*Given problem*: Reproduce every one of the lines below verbatim, omitting the pictures from your answer.

Region labeling lines:
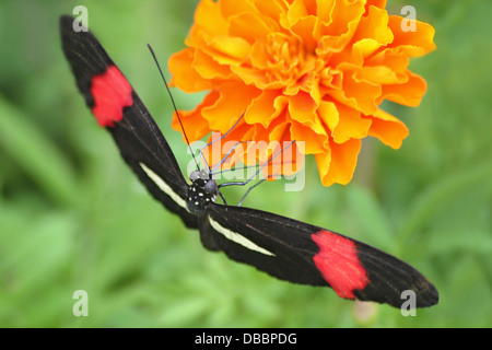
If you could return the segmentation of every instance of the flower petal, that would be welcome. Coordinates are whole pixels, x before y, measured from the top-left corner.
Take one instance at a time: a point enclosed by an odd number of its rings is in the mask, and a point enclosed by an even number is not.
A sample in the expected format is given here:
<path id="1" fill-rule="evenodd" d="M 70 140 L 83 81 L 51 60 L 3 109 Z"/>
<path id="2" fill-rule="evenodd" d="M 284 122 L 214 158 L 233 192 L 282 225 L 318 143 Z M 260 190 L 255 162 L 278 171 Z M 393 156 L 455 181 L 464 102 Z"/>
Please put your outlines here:
<path id="1" fill-rule="evenodd" d="M 341 144 L 330 142 L 326 153 L 316 154 L 316 163 L 324 186 L 350 183 L 355 171 L 361 143 L 361 140 L 355 139 Z"/>
<path id="2" fill-rule="evenodd" d="M 398 118 L 378 109 L 372 119 L 368 135 L 378 138 L 384 144 L 397 150 L 409 135 L 407 126 Z"/>

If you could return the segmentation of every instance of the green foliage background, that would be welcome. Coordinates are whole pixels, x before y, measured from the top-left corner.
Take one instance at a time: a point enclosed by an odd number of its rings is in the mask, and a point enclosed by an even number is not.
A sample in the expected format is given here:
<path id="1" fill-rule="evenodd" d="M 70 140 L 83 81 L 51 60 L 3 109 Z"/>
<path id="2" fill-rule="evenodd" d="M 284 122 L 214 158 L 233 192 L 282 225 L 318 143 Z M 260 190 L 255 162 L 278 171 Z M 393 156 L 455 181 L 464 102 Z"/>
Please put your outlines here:
<path id="1" fill-rule="evenodd" d="M 395 14 L 408 4 L 388 2 Z M 196 3 L 0 2 L 0 326 L 491 327 L 492 2 L 411 2 L 436 28 L 437 50 L 411 63 L 429 83 L 421 106 L 386 105 L 410 128 L 400 150 L 367 139 L 348 186 L 321 188 L 307 160 L 303 191 L 263 184 L 245 203 L 410 262 L 441 292 L 440 304 L 415 317 L 204 250 L 120 160 L 75 90 L 58 18 L 89 8 L 90 27 L 185 166 L 189 155 L 169 128 L 169 100 L 145 45 L 162 62 L 183 48 Z M 201 97 L 174 95 L 183 109 Z M 89 317 L 72 314 L 79 289 L 89 293 Z"/>

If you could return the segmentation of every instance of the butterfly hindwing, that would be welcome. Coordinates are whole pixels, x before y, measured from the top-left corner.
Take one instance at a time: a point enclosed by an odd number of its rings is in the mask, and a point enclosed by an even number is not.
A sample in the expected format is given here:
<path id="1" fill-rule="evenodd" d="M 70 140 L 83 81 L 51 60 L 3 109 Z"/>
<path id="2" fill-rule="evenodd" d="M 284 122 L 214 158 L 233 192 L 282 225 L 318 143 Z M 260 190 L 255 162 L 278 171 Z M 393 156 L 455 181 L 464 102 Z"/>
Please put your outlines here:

*Problem solution*:
If you could return the segmentation of every instance of the flower petal, that would be welcome. Coordinates are whole pixels, x before y, measured from the top-left corner.
Take one instance at a time: a point enclosed by an odd number of its rings is in the mask, and a point enclosed by an even number is not.
A sample in the expected format is given here:
<path id="1" fill-rule="evenodd" d="M 70 140 L 83 81 L 51 60 L 3 109 Z"/>
<path id="2" fill-rule="evenodd" d="M 284 122 L 214 158 L 233 192 L 282 225 L 318 143 Z M 260 190 L 255 162 L 278 171 Z M 393 156 L 455 181 L 464 102 Z"/>
Please put your outlines here:
<path id="1" fill-rule="evenodd" d="M 341 144 L 330 142 L 326 153 L 316 154 L 316 163 L 324 186 L 350 183 L 355 171 L 361 143 L 361 140 L 355 139 Z"/>
<path id="2" fill-rule="evenodd" d="M 398 118 L 378 109 L 372 119 L 368 135 L 378 138 L 384 144 L 397 150 L 409 135 L 407 126 Z"/>

If you could return the segmentation of every instance of the green foliage background, that would be welcome. Coordinates are whole pixels, x before y, measured from the top-left corner.
Take one instance at a time: a point enclosed by an odd number of its rings is in the mask, and a point enclosed by an even number is not.
A sample in the expected format is given here:
<path id="1" fill-rule="evenodd" d="M 70 140 L 83 81 L 51 60 L 3 109 Z"/>
<path id="2" fill-rule="evenodd" d="M 284 122 L 214 158 L 233 192 L 282 225 L 318 143 Z M 260 190 L 255 162 L 278 171 Z M 393 156 L 455 181 L 464 102 Z"/>
Please put your outlines here:
<path id="1" fill-rule="evenodd" d="M 395 14 L 408 4 L 388 2 Z M 196 3 L 0 2 L 0 326 L 491 327 L 492 2 L 411 2 L 436 28 L 437 50 L 411 63 L 429 83 L 421 106 L 386 105 L 410 128 L 400 150 L 367 139 L 348 186 L 321 188 L 307 160 L 303 191 L 263 184 L 245 203 L 410 262 L 441 292 L 440 304 L 415 317 L 204 250 L 120 160 L 75 90 L 58 18 L 89 8 L 90 27 L 185 166 L 189 155 L 169 128 L 169 100 L 145 45 L 162 62 L 183 48 Z M 201 97 L 174 95 L 183 109 Z M 89 317 L 72 314 L 79 289 L 89 293 Z"/>

If you could return the segmentation of every instance of the butterfly hindwing, that would be welcome. Coordinates are whole pixels, x before y, measured from the top-left corner.
Take one instance at a time: a point enclosed by an odd number of its rings is in the mask, and a point enclosed by an even number is not.
A sample in the expected format is given here:
<path id="1" fill-rule="evenodd" d="M 70 140 L 83 81 L 51 60 L 3 109 Z"/>
<path id="2" fill-rule="evenodd" d="M 284 122 L 214 158 L 233 192 L 282 225 L 318 143 Z M 260 190 L 255 162 L 278 171 Z M 393 156 L 455 181 L 464 102 Z"/>
Please put your outlines here:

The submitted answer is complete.